What to produce
Exact copies of all entries are needed. Pictures are to be left out.

(Photo-based referring expression data)
+ + + + +
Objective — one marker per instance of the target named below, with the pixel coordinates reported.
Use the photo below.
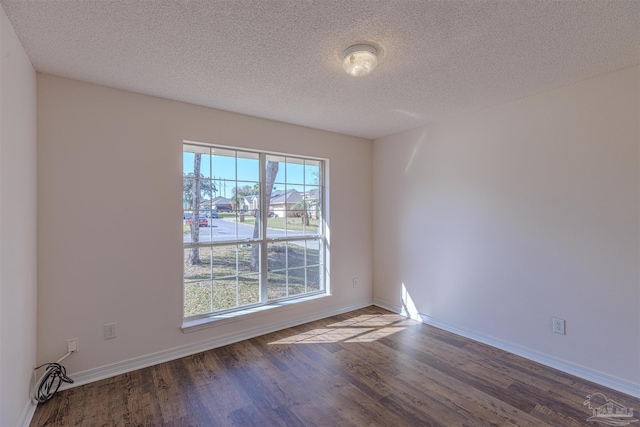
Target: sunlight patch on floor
(360, 329)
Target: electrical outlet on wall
(558, 325)
(109, 331)
(72, 345)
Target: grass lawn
(292, 223)
(224, 278)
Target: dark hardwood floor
(364, 368)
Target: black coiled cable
(53, 378)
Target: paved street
(222, 230)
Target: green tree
(207, 187)
(194, 253)
(271, 172)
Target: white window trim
(194, 323)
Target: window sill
(223, 319)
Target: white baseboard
(27, 414)
(91, 375)
(597, 377)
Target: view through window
(252, 227)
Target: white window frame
(263, 240)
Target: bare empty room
(319, 213)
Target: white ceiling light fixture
(360, 60)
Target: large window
(253, 229)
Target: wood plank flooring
(369, 367)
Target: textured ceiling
(281, 59)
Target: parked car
(202, 221)
(222, 208)
(271, 213)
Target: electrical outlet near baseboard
(72, 345)
(558, 325)
(109, 331)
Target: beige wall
(499, 220)
(109, 214)
(17, 226)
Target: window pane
(224, 261)
(197, 298)
(295, 254)
(296, 281)
(244, 258)
(226, 277)
(277, 285)
(189, 157)
(223, 164)
(249, 289)
(248, 167)
(312, 172)
(281, 175)
(276, 256)
(313, 279)
(224, 294)
(197, 264)
(313, 252)
(295, 171)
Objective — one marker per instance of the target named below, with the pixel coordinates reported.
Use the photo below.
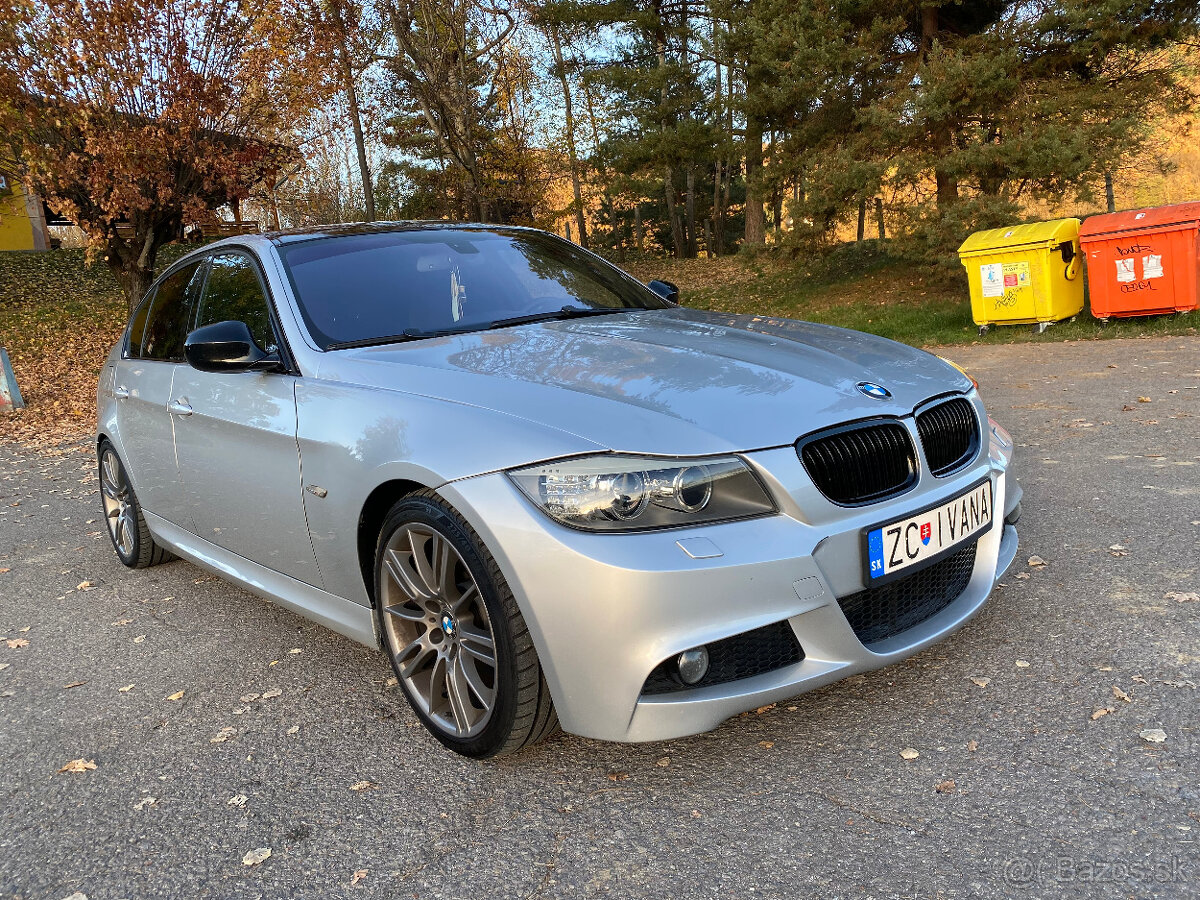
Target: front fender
(354, 438)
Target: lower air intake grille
(750, 653)
(863, 463)
(949, 432)
(882, 612)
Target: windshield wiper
(408, 334)
(411, 334)
(567, 312)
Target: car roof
(292, 235)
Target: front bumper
(604, 610)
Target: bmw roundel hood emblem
(874, 390)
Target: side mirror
(665, 289)
(228, 347)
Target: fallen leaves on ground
(256, 856)
(79, 766)
(1181, 597)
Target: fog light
(693, 665)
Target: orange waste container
(1144, 262)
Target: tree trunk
(569, 111)
(352, 100)
(132, 263)
(756, 226)
(691, 211)
(677, 237)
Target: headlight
(635, 493)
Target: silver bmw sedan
(547, 491)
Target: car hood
(661, 381)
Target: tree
(346, 19)
(448, 57)
(136, 115)
(965, 109)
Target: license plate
(910, 541)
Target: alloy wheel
(119, 510)
(438, 629)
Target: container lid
(1049, 234)
(1181, 214)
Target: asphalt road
(1017, 790)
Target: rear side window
(171, 315)
(138, 325)
(234, 293)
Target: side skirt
(336, 613)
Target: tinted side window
(138, 325)
(171, 315)
(234, 293)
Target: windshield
(358, 289)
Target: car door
(235, 436)
(142, 385)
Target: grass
(873, 293)
(59, 316)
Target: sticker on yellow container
(993, 277)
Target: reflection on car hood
(663, 381)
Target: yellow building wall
(18, 231)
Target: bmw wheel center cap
(874, 390)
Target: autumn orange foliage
(151, 113)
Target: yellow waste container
(1025, 275)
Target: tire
(126, 526)
(442, 600)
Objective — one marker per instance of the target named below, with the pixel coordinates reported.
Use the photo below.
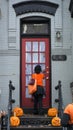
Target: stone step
(34, 122)
(40, 127)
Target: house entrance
(35, 50)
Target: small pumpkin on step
(56, 121)
(14, 121)
(18, 111)
(52, 111)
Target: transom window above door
(39, 28)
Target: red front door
(34, 51)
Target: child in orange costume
(67, 119)
(38, 95)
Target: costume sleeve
(65, 120)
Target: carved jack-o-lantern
(18, 111)
(52, 111)
(56, 121)
(14, 121)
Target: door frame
(34, 36)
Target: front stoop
(36, 128)
(35, 122)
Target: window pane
(42, 46)
(28, 46)
(35, 57)
(42, 57)
(35, 46)
(28, 69)
(28, 57)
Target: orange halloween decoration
(14, 121)
(18, 111)
(52, 111)
(56, 121)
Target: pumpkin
(52, 111)
(14, 121)
(56, 121)
(18, 111)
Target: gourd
(56, 121)
(14, 121)
(52, 111)
(18, 111)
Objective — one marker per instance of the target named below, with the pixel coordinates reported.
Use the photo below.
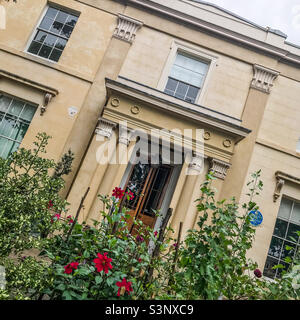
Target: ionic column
(113, 173)
(260, 88)
(186, 197)
(91, 171)
(110, 67)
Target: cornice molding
(12, 76)
(105, 128)
(127, 28)
(210, 150)
(263, 78)
(221, 125)
(254, 44)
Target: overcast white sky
(277, 14)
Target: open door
(148, 183)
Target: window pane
(288, 253)
(192, 94)
(61, 17)
(45, 51)
(51, 13)
(171, 84)
(56, 27)
(28, 112)
(20, 131)
(285, 208)
(71, 20)
(56, 22)
(268, 271)
(5, 146)
(55, 55)
(61, 43)
(298, 146)
(7, 126)
(189, 70)
(16, 107)
(34, 47)
(181, 90)
(4, 103)
(296, 213)
(40, 36)
(280, 228)
(292, 232)
(66, 31)
(280, 270)
(50, 40)
(46, 23)
(275, 247)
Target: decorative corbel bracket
(281, 179)
(127, 28)
(219, 168)
(47, 99)
(263, 78)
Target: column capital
(263, 78)
(127, 28)
(105, 128)
(219, 168)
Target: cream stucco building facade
(78, 69)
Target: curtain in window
(15, 117)
(189, 70)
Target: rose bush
(65, 259)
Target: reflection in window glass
(52, 34)
(15, 117)
(283, 248)
(186, 78)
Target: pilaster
(110, 66)
(260, 89)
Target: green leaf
(61, 287)
(67, 295)
(98, 279)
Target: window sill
(46, 63)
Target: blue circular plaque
(256, 218)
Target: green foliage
(71, 256)
(130, 258)
(26, 189)
(213, 261)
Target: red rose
(125, 284)
(257, 273)
(55, 217)
(70, 220)
(103, 262)
(139, 238)
(118, 193)
(130, 194)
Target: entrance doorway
(148, 183)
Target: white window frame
(33, 33)
(178, 46)
(298, 146)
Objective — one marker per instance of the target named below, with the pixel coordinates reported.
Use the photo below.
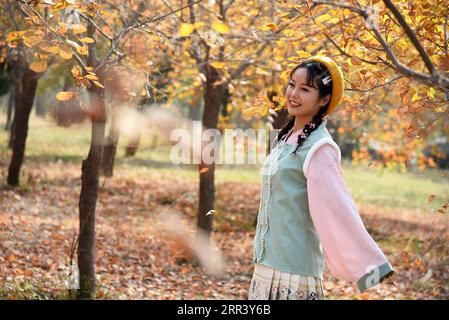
+ + + + +
Task response
Objective — one marker per instance of the target named below, with the pixel coordinates reported.
Use the photo below.
Target: sunlight patch on floor
(360, 329)
Target: electrical outlet on wall
(558, 325)
(109, 331)
(72, 345)
Target: grass lawn
(292, 223)
(224, 278)
Target: dark hardwood floor
(364, 368)
Target: black coiled cable
(53, 378)
Target: paved street
(222, 230)
Target: green tree
(207, 187)
(194, 253)
(271, 172)
Target: white window trim
(194, 323)
Target: window sill
(223, 319)
Target: white baseboard
(27, 414)
(91, 375)
(597, 377)
Target: view through window
(252, 227)
Target: white window frame
(263, 240)
Target: bare empty room
(319, 213)
Target: white ceiling light fixture
(360, 60)
Target: large window
(253, 229)
Target: wood plank flooring
(369, 367)
Target: textured ceiling
(281, 59)
Target: parked car
(202, 221)
(222, 208)
(271, 213)
Target: electrical outlet near baseboard
(72, 345)
(558, 325)
(109, 331)
Target: beige wall
(499, 220)
(109, 214)
(17, 226)
Target: window pane
(224, 261)
(197, 298)
(295, 254)
(296, 281)
(244, 258)
(226, 277)
(277, 285)
(189, 157)
(223, 164)
(249, 289)
(248, 167)
(312, 172)
(281, 175)
(276, 256)
(313, 279)
(224, 294)
(197, 264)
(313, 252)
(295, 171)
Objective — one marker per instance of the target named below, with the pixel coordinates reported.
Use the photo below.
Target: front fender
(354, 438)
Target: lower air intake grille
(750, 653)
(863, 463)
(949, 432)
(882, 612)
Target: windshield wiper
(408, 334)
(411, 334)
(567, 312)
Target: car roof
(292, 235)
Target: front bumper
(604, 610)
Target: bmw roundel hood emblem
(874, 390)
Target: side mirror
(665, 289)
(228, 347)
Target: fallen leaves on ground
(256, 856)
(79, 766)
(1181, 597)
Target: fog light
(693, 665)
Target: orange waste container
(1144, 262)
Target: tree trunk
(569, 111)
(352, 100)
(132, 263)
(756, 226)
(691, 211)
(677, 237)
Target: headlight
(635, 493)
Target: silver bmw sedan
(547, 491)
Target: car hood
(661, 381)
Target: tree
(346, 19)
(448, 57)
(136, 115)
(965, 109)
Target: license plate
(910, 541)
Target: alloy wheel
(119, 510)
(438, 629)
Target: container lid
(1049, 234)
(1181, 214)
Target: asphalt road
(1017, 790)
Target: rear side window
(171, 315)
(138, 325)
(234, 293)
Target: side skirt
(336, 613)
Target: tinted side window
(138, 325)
(171, 315)
(234, 293)
Target: windshield
(358, 289)
Target: car door
(235, 436)
(142, 385)
Target: grass
(873, 293)
(59, 316)
Target: sticker on yellow container
(993, 277)
Target: reflection on car hood
(663, 381)
Target: yellow building wall
(18, 231)
Target: bmw wheel center cap
(874, 390)
Target: autumn orange foliage
(151, 113)
Target: yellow waste container
(1025, 275)
Target: tire
(126, 526)
(442, 600)
Objective — one marker per instance of the target named below, with the pixel coordinates reported.
Use the photo below.
Target: stone step
(34, 122)
(40, 127)
Target: house entrance
(35, 50)
Target: small pumpkin on step
(56, 121)
(14, 121)
(18, 111)
(52, 111)
Target: transom window above door
(39, 28)
Target: red front door
(34, 51)
Target: child in orange costume
(67, 119)
(38, 95)
Target: costume sleeve
(65, 120)
Target: carved jack-o-lantern
(18, 111)
(52, 111)
(56, 121)
(14, 121)
Target: door frame
(34, 36)
Target: front stoop
(36, 128)
(35, 122)
Target: window pane
(42, 46)
(28, 46)
(35, 57)
(42, 57)
(35, 46)
(28, 69)
(28, 57)
Target: orange halloween decoration
(14, 121)
(18, 111)
(52, 111)
(56, 121)
Target: pumpkin
(52, 111)
(14, 121)
(56, 121)
(18, 111)
Target: gourd
(56, 121)
(14, 121)
(52, 111)
(18, 111)
Objective — one marker per instance of the target named below, with the pixel coordinates reported.
Use the photo below.
Target: ionic column
(113, 173)
(260, 88)
(186, 197)
(91, 171)
(110, 67)
Target: cornice molding
(12, 76)
(105, 128)
(127, 28)
(210, 150)
(263, 78)
(221, 125)
(254, 44)
Target: overcast white sky
(277, 14)
Target: open door
(148, 183)
Target: window pane
(288, 253)
(192, 94)
(61, 17)
(45, 51)
(51, 13)
(171, 84)
(56, 27)
(28, 112)
(20, 131)
(285, 208)
(71, 20)
(56, 22)
(268, 271)
(5, 146)
(55, 55)
(61, 43)
(298, 146)
(7, 126)
(189, 70)
(16, 107)
(34, 47)
(181, 90)
(4, 103)
(296, 213)
(40, 36)
(280, 228)
(292, 232)
(66, 31)
(280, 270)
(50, 40)
(46, 23)
(275, 247)
Target: decorative corbel bracket
(281, 179)
(127, 28)
(219, 168)
(47, 99)
(263, 78)
Target: column capital
(263, 78)
(127, 28)
(105, 128)
(219, 168)
Target: cream stucco building facade
(78, 69)
Target: curtain in window
(15, 117)
(189, 70)
Target: rose bush
(65, 259)
Target: reflection in window glass
(52, 34)
(15, 117)
(283, 248)
(186, 78)
Target: pilaster
(110, 66)
(260, 89)
Target: green leaf
(61, 287)
(67, 295)
(98, 279)
Target: window sill
(46, 63)
Target: blue circular plaque
(256, 218)
Target: green foliage
(71, 256)
(130, 258)
(26, 189)
(213, 261)
Target: red rose
(125, 284)
(257, 273)
(55, 217)
(70, 220)
(103, 262)
(139, 238)
(118, 193)
(130, 194)
Target: entrance doorway
(148, 183)
Target: white window frame
(33, 33)
(178, 46)
(298, 146)
Objective — one marker per instance of the target named below, with the pixel coordinates reported.
Use the photo below.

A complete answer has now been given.